Consignes à suivre
A. Reproduisez fidèlement, dans l'extrait consacré aux pétitions du Liban ci-dessous, tout le passage allant de « Toutes les pétitions » jusqu'à « organisateurs des pétitions. ».
B. Rédigez la suite de l'extrait consacré aux pétitions du Liban, en partant de sa dernière phrase.

Extrait du texte

○ ○ ○ ○ ○ ○ ○

Toutes les pétitions du Liban ont été présentées entre deux dates. La première est celle du village d’Argès, au Nord du Liban, signée le 4 décembre 191812. La dernière est celle du village Rachaya (Béqaa ouest), signée le 29 juillet 191913. Ainsi, ces pétitions s’étendent sur neuf mois et couvrent tout le territoire concerné par la formation du Grand Liban. Elles nous procurent des informations à différents niveaux. Nous retenons essentiellement leur répartition géographique et communautaire, leurs organisateurs ayant impacté l’opinion publique, le destinataire recherché pour influencer la décision politique relative à la création du Grand Liban ainsi que la division de l’opinion publique en fonction de l’objectif souhaité par les organisateurs des pétitions.

○ ○ ○ ○ ○ ○ ○

Informations affichées
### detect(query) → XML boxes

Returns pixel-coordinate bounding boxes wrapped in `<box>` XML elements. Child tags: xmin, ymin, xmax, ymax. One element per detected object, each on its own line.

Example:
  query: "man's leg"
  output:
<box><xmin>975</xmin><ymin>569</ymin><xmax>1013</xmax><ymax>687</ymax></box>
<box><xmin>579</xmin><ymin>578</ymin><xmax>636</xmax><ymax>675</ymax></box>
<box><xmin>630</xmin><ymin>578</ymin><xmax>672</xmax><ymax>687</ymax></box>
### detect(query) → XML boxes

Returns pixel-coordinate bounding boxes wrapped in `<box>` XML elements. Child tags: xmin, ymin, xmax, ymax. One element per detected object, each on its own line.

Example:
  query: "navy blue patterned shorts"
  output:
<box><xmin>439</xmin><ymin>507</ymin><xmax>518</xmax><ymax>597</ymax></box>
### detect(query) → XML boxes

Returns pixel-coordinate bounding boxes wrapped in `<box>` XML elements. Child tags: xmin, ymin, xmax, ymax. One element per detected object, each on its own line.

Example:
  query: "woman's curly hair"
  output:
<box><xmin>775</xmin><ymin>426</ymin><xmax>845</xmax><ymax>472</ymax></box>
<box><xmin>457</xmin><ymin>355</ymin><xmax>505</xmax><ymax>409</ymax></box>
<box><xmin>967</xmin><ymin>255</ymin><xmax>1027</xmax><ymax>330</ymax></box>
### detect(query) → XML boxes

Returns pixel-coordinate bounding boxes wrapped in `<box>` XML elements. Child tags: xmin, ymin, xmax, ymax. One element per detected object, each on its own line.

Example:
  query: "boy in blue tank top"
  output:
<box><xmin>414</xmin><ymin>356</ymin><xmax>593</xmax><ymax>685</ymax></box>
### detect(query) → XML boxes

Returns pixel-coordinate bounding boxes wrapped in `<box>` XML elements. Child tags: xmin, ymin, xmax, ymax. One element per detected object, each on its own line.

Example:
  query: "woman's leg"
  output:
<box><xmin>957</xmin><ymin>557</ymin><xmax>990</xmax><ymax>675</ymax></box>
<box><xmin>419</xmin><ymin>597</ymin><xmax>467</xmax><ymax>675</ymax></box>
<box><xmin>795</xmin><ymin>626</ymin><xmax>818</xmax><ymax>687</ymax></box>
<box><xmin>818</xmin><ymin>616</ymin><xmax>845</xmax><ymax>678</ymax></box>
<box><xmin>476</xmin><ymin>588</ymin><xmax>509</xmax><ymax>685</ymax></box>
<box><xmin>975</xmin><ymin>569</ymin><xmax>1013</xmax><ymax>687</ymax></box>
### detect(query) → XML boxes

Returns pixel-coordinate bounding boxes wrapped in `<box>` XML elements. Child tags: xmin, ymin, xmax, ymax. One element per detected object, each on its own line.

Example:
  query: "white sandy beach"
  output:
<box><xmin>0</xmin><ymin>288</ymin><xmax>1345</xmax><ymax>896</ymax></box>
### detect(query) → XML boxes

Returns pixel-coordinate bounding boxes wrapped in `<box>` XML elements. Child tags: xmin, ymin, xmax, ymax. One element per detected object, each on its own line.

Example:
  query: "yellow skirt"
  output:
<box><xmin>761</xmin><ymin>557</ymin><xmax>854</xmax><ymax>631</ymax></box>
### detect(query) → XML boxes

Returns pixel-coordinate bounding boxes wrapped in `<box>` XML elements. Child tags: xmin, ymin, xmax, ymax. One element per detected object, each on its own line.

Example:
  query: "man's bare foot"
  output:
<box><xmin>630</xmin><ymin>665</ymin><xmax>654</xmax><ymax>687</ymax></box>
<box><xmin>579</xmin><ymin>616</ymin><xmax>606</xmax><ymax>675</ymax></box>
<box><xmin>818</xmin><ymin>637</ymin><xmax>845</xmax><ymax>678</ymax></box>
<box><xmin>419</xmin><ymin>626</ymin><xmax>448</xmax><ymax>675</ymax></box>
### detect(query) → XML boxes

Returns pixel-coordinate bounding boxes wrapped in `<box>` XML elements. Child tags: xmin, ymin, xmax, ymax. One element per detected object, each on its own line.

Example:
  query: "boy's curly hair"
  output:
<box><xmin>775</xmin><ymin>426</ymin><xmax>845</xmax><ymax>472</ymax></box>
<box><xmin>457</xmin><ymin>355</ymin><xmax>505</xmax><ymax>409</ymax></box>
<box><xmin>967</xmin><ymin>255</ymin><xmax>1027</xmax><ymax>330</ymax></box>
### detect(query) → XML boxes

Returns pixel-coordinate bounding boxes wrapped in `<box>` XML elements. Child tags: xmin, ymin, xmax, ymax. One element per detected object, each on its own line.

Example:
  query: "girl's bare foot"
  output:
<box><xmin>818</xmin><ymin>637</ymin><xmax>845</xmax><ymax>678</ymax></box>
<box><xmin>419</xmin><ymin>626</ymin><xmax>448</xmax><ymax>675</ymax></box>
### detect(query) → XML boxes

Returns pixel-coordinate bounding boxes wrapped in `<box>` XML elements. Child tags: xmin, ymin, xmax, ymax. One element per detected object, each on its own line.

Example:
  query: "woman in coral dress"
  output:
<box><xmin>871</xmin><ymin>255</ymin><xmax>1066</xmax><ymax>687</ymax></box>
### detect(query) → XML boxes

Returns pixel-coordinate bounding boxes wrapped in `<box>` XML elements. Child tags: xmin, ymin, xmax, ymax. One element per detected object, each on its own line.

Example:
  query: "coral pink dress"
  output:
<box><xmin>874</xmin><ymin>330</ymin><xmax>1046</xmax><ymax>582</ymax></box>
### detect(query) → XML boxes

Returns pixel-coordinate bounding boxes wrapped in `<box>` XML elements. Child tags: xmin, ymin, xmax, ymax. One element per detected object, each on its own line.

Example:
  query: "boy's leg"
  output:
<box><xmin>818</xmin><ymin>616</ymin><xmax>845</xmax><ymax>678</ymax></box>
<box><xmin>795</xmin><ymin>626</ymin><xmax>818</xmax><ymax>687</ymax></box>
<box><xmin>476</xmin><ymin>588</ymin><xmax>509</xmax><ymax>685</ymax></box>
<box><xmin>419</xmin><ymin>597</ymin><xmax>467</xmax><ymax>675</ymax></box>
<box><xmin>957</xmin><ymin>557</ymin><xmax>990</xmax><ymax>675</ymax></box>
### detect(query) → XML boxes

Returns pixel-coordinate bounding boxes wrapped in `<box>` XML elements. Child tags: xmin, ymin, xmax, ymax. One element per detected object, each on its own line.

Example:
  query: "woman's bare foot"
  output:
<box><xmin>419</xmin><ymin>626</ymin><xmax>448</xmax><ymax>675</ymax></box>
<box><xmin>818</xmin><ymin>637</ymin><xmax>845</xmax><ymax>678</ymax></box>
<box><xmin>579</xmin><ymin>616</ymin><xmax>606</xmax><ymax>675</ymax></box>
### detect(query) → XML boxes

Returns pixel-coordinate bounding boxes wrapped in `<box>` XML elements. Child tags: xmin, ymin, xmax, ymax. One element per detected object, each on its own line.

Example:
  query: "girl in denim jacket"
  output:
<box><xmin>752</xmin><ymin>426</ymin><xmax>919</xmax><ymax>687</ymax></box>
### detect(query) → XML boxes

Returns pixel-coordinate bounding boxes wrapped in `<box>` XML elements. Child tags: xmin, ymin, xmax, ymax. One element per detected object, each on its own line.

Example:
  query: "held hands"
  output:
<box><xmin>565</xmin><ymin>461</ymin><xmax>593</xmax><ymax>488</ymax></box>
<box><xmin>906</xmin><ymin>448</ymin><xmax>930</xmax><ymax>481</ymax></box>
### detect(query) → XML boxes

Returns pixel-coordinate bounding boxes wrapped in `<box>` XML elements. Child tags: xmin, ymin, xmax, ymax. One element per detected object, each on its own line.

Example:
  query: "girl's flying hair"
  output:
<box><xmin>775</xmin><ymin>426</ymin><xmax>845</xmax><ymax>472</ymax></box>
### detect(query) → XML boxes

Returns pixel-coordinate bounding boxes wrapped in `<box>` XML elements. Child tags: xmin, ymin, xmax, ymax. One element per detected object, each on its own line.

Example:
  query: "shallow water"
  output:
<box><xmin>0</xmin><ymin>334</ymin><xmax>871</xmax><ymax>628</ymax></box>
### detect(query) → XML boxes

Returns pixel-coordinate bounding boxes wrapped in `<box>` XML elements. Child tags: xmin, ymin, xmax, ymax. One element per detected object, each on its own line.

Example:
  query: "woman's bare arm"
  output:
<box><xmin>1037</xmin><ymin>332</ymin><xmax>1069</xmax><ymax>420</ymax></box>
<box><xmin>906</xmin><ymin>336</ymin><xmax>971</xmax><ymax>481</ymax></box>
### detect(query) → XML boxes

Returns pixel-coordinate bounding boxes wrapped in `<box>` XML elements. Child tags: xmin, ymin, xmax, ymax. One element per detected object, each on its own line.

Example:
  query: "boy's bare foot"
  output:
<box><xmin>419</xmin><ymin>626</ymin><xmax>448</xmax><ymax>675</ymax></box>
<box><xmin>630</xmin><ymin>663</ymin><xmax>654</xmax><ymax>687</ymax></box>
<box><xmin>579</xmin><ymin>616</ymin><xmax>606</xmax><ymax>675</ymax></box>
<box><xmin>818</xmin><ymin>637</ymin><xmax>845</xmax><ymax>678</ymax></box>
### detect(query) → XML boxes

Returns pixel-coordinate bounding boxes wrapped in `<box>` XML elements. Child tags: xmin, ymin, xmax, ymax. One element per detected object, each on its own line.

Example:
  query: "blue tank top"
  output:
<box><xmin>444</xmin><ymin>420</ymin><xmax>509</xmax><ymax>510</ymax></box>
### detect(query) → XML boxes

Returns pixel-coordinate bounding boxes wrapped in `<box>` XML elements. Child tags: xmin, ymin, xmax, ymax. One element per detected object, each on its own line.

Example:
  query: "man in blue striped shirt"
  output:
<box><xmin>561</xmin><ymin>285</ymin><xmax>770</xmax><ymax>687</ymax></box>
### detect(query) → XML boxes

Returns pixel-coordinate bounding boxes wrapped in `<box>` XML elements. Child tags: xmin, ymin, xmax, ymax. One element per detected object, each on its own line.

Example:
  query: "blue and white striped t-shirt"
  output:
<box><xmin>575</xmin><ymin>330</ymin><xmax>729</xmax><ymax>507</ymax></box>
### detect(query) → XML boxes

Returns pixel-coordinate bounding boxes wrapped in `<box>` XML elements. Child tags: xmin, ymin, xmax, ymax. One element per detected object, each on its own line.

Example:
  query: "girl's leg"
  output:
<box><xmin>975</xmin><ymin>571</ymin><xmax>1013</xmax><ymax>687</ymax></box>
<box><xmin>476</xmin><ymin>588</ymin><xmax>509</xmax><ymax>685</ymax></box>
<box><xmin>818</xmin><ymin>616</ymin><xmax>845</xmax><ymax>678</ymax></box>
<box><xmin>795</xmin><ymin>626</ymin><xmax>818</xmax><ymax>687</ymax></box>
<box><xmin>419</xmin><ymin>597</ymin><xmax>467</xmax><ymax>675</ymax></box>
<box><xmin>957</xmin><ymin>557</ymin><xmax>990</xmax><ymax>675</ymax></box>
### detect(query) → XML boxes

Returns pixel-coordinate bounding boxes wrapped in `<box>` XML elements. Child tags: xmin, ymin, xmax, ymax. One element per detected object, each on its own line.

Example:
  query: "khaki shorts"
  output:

○ ○ ○ ○ ○ ○ ○

Réponses par consigne
A.
Toutes les pétitions du Liban ont été présentées entre deux dates. La première est celle du village d’Argès, au Nord du Liban, signée le 4 décembre 191812. La dernière est celle du village Rachaya (Béqaa ouest), signée le 29 juillet 191913. Ainsi, ces pétitions s’étendent sur neuf mois et couvrent tout le territoire concerné par la formation du Grand Liban. Elles nous procurent des informations à différents niveaux. Nous retenons essentiellement leur répartition géographique et communautaire, leurs organisateurs ayant impacté l’opinion publique, le destinataire recherché pour influencer la décision politique relative à la création du Grand Liban ainsi que la division de l’opinion publique en fonction de l’objectif souhaité par les organisateurs des pétitions.

B.
La représentation régionale et communautaire des pétitions
Toutes les régions du Liban actuel ont été concernées par la présentation des pétitions portant sur une question qui détermine leur sort au niveau politique. L’ensemble des districts, des villes et des villages du Liban actuel se sont mobilisés pour influencer le sort de la décision qui sera prise par la Conférence de la Paix à Paris (tableau 2).
Tableau 2 – Répartition de l’opinion publique libanaise selon le nombre de pétitions et les districts

Les pétitions originaires du Mont-Liban (MAE Levant, Volume 42, Fos. 26-27 et Volume 44, Fo. 22) n’étaient pas nombreuses ce qui semble compréhensible puisque le Mont-Liban formait déjà une entité politique en soi.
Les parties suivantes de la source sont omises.